***** RECORDS FOR THIS EXERCISE
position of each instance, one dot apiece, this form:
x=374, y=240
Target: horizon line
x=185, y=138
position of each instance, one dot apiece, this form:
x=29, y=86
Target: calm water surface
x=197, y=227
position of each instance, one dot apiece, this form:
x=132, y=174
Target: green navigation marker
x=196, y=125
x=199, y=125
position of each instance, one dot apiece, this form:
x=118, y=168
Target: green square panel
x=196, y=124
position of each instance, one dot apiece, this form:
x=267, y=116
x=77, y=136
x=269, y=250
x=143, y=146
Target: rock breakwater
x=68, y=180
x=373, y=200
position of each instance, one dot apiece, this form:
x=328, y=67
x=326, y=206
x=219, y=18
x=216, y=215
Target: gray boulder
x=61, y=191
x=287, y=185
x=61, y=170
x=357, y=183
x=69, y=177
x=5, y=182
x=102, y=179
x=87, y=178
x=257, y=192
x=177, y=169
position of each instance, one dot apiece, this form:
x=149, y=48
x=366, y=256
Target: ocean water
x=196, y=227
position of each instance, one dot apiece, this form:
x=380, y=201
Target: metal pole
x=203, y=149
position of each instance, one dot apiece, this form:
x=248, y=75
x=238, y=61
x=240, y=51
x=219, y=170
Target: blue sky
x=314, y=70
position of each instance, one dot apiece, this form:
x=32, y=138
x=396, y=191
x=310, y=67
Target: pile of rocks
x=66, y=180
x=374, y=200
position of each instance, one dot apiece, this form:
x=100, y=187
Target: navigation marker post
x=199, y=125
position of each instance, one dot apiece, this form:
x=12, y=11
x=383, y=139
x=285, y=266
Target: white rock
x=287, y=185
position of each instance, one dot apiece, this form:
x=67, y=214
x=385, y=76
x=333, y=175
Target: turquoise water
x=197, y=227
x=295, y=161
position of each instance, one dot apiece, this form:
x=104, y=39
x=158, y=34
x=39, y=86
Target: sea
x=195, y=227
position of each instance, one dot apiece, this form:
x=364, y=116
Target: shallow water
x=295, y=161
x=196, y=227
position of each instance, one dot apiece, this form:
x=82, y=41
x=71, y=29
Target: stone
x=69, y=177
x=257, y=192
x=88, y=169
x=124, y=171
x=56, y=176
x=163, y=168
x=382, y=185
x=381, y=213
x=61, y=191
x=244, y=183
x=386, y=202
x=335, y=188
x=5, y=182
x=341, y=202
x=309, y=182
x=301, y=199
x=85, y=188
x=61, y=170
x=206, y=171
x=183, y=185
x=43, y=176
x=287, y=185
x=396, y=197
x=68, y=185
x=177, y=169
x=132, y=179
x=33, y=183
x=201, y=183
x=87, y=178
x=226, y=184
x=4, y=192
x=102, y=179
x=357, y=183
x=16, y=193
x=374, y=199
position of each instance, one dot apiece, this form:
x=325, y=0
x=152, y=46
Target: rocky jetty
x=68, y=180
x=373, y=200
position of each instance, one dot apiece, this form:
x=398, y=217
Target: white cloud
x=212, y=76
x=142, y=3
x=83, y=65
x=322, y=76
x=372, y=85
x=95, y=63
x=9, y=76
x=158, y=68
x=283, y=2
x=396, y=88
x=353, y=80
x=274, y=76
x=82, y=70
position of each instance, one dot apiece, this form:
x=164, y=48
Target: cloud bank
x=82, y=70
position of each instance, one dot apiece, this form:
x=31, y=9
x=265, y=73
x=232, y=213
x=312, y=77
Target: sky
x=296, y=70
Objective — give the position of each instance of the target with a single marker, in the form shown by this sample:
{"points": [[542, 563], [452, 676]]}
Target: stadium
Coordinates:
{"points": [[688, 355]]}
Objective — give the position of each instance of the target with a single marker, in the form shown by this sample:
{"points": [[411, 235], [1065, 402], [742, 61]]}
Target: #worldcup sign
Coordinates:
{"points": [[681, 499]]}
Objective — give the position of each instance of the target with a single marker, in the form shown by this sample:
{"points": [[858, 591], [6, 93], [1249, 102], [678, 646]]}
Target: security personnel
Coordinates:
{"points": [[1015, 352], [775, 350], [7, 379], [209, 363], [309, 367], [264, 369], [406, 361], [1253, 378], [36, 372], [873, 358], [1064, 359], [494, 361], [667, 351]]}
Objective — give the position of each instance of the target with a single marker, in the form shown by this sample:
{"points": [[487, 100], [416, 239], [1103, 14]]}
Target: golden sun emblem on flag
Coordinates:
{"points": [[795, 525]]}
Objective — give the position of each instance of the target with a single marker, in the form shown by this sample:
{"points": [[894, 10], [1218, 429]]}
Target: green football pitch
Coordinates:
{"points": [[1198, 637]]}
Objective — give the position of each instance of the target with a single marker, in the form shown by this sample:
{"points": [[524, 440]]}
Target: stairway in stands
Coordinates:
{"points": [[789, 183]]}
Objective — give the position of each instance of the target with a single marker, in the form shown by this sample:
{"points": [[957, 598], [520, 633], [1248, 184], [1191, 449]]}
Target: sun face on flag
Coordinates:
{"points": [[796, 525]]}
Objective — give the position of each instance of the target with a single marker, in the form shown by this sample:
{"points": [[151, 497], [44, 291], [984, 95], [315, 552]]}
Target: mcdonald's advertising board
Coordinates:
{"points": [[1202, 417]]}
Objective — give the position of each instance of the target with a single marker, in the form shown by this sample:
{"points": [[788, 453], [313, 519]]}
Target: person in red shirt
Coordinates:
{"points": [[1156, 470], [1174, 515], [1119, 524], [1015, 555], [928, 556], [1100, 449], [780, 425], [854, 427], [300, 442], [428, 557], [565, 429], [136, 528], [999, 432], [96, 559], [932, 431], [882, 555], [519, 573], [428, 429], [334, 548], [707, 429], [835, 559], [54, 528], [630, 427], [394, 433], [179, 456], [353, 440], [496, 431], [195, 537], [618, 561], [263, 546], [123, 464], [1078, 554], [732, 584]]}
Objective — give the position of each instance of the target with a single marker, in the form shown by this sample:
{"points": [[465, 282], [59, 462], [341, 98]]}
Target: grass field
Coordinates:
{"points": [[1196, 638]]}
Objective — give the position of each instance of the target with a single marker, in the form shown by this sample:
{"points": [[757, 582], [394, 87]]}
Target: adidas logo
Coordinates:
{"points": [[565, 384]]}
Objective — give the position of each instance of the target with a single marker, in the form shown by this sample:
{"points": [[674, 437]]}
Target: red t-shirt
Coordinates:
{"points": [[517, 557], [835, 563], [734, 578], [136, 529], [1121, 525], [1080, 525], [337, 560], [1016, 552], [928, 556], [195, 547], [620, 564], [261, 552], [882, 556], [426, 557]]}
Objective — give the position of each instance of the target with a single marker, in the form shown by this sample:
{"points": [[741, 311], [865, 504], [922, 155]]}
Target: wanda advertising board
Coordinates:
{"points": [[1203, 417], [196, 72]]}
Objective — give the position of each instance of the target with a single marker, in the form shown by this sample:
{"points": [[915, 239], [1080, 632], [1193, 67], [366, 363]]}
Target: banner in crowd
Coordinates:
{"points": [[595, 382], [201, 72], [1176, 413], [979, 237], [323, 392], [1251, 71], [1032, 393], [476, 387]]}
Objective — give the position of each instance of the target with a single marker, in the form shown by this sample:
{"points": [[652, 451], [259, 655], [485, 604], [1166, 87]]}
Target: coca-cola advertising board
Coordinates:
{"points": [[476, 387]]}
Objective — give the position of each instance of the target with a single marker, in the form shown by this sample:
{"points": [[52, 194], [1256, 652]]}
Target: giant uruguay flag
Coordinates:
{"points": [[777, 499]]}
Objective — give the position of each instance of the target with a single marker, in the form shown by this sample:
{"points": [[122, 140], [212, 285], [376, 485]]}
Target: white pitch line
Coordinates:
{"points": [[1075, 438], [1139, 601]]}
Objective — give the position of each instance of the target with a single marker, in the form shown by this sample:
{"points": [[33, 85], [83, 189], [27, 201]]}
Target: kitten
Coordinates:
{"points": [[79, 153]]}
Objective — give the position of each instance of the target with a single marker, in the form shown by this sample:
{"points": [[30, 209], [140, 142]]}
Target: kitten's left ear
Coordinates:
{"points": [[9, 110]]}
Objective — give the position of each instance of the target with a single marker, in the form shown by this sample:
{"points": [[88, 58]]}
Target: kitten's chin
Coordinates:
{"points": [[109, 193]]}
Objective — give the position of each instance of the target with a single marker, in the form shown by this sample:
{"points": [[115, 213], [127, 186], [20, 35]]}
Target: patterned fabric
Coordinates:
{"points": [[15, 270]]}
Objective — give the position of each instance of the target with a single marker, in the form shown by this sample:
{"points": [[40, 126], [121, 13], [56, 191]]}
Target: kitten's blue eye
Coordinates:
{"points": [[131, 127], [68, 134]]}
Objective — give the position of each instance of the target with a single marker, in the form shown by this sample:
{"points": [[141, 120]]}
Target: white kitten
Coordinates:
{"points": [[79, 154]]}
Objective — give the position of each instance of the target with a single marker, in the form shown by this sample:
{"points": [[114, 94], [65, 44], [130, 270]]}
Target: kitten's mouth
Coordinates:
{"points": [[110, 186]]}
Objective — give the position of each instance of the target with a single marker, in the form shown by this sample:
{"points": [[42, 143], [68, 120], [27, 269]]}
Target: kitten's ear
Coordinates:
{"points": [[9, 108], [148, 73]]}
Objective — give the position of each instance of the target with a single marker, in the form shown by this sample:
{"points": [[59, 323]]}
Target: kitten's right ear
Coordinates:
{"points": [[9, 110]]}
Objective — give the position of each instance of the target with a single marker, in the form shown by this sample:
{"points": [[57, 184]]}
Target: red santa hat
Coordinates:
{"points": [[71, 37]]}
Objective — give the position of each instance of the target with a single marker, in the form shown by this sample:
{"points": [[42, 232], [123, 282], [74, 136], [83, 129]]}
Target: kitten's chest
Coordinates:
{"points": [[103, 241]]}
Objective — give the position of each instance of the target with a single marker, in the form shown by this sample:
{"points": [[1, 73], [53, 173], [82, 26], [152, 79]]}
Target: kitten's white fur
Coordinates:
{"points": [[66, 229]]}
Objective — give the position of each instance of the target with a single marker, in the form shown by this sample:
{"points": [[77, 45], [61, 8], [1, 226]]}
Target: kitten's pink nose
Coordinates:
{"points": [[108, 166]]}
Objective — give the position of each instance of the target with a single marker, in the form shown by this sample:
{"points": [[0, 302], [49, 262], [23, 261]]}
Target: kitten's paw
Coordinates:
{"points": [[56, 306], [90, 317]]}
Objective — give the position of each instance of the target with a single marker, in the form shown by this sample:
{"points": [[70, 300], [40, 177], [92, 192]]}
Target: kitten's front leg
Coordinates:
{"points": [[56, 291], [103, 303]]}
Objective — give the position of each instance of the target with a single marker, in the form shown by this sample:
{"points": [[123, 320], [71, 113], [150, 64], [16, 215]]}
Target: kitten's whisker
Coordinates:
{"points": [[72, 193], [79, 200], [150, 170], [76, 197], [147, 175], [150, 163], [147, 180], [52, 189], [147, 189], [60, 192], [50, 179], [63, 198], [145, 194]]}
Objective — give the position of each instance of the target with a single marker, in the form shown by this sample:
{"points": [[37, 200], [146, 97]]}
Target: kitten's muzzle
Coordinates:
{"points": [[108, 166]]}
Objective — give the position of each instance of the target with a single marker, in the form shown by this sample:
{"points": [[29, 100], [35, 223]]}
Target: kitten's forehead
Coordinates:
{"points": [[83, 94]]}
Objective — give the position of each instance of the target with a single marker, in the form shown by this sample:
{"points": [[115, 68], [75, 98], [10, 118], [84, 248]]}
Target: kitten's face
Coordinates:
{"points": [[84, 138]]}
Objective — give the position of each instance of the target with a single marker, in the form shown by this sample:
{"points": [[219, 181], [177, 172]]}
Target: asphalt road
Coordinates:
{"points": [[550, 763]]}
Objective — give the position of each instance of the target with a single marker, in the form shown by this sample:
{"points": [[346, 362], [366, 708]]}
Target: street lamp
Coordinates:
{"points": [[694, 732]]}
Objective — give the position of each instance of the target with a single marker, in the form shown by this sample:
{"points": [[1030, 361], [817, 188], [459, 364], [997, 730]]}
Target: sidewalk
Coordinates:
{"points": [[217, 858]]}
**********
» **ASSIGNED TASK**
Look for the word "flag". Copy out every line of the data that has it.

» **FINISHED TASK**
Target: golden sun emblem on flag
Target: sun face on flag
Target: giant uruguay flag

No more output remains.